Instructions >>
1 > In the baseball article, which Blue Jays reliever was ejected for hitting Alcides Escobar?
2 > Please reproduce word for word the part of the baseball article that begins at the words "Donaldson will likely" and stops after "and slugging percentage.".

>> begin Excerpt provided

The Blue Jays do not represent a carbon copy of the Royals, but the two teams do resemble one another. Toronto ended the longest postseason drought in North American sports a year after the Royals sloughed off that unfortunate distinction. The Blue Jays survived a tumultuous American League Division Series, reeling off three consecutive victories against Texas to climb out of an 0-2 hole.
In Game 5 on Wednesday, Toronto presented another quality they share with the Royals — a gift for flair. Jose Bautista capped a raucous seventh inning with an iconic bat flip, hurling his lumber skyward toward the Texas dugout. The benches soon cleared, as they so often do in these scenarios, players lamented.
“It looks unprofessional, but it doesn’t seem like it bothers the fans all that much,” reliever Ryan Madson said. “And that’s all that really matters. If the fans continue to like the game the way it is, then why change it?”
He added, “I think people need to stop being so upset about it when it happens, because every team is doing it.”
Madson also played a role in the dustup with Donaldson on Aug. 2. Both he and Volquez hit batters during that game. Volquez smoked Donaldson with a 94-mph fastball in the first inning. Donaldson had homered twice and hit a walkoff single in the first three games.
In the third inning, Volquez threw a change-up that veered up and in, which caused Donaldson’s head to snap back. Donaldson glared toward Volquez. Neither Donaldson nor Bautista made themselves available when the Blue Jays opened their clubhouse to reporters on Thursday.
“We weren’t throwing at anybody,” pitching coach Dave Eiland said. “I mean, Volquez missed up and in with a change-up and they didn’t take to kindly to that. But that was a change-up that got away. If we’re going to go up and in, we’re not going to go up and in with a change-up.”
But make no mistake: The Royals will throw high and inside this series. The club considers it a vital part of their strategy against the Blue Jays, who feature a ferocious assemblage of right-handed power.
Donaldson will likely be the American League’s MVP after swatting 41 homers. Bautista hit 40 and Edwin Encarnacion hit 39. The Blue Jays led the majors in homers, runs, on-base percentage and slugging percentage.
During that weekend at Rogers Centre, the Royals fretted about the easy swings taken by Blue Jays hitters, who crowd the plate and extend their arms to reach across for outside pitches. Kansas City decided they must reclaim that territory.
“It’s important against anybody, but especially against these guys,” Eiland said. “Because these guys, they’re right on top of the plate. If you don’t pitch in, make them aware in for effect and for strikes, they’re going to get to good pitches away.”
So in that seventh inning on Aug. 2, Madson accidentally hit shortstop Troy Tulowitzki in the wrist with a fastball. Next Madson buzzed Donaldson with a 2-2, 96-mph fastball. Again Donaldson’s head snapped back. This time he stomped around the mound, shouting at the umpire and pointing at his own head.
The tantrum elicited derision from the Royals at the time. It also merited retribution in the eyes of the umpires. Blue Jays reliever Aaron Sanchez hit Alcides Escobar in the top of the next inning and received an ejection. Both benches cleared, and Volquez had to be restrained.
Volquez had little interest in stoking the fire on Thursday. He called Donaldson only “a great hitter.”
“It’s over,” Volquez said. “We’ve got to move forward.”
Two months later, neither side elected to trade many verbal salvos. But the players acknowledged the possibility of a similar scene.
“As I stand here, do I expect people to get hit? Yeah, probably,” Toronto outfielder Kevin Pillar said. “Because they’ve got an aggressive pitching staff that likes to throw in. We’ve got guys that like to throw in as well. But I can’t imagine anyone trying to hurt anyone or giving free base-runners. It’s too important of a series.”

>> end Excerpt provided
>> begin Extracted data

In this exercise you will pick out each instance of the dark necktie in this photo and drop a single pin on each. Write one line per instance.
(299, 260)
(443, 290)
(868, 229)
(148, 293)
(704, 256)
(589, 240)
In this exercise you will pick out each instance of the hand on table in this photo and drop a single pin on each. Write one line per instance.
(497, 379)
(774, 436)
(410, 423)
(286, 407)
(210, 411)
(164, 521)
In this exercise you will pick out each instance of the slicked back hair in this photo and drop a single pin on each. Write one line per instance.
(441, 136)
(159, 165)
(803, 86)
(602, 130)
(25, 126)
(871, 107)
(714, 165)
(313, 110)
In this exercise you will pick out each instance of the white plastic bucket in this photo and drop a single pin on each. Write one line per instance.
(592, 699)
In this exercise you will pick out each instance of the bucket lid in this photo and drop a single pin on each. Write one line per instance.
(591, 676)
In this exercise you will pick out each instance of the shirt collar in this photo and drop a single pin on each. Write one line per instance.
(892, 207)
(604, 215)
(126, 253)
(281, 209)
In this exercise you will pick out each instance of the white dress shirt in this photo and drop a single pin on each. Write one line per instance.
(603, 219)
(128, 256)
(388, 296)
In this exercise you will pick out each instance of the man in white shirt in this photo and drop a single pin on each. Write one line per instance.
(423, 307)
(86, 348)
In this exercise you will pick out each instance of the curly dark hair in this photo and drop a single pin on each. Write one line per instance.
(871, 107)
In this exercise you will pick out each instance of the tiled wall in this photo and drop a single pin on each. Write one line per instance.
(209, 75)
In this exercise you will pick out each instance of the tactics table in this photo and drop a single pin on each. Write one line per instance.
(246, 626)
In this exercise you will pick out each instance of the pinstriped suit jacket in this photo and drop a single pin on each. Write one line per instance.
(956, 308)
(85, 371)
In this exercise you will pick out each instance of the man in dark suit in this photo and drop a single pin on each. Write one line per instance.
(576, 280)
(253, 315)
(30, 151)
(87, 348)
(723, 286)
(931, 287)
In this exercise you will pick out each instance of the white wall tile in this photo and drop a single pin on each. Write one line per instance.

>> end Extracted data

Expected responses >>
1 > Aaron Sanchez

2 >
Donaldson will likely be the American League’s MVP after swatting 41 homers. Bautista hit 40 and Edwin Encarnacion hit 39. The Blue Jays led the majors in homers, runs, on-base percentage and slugging percentage.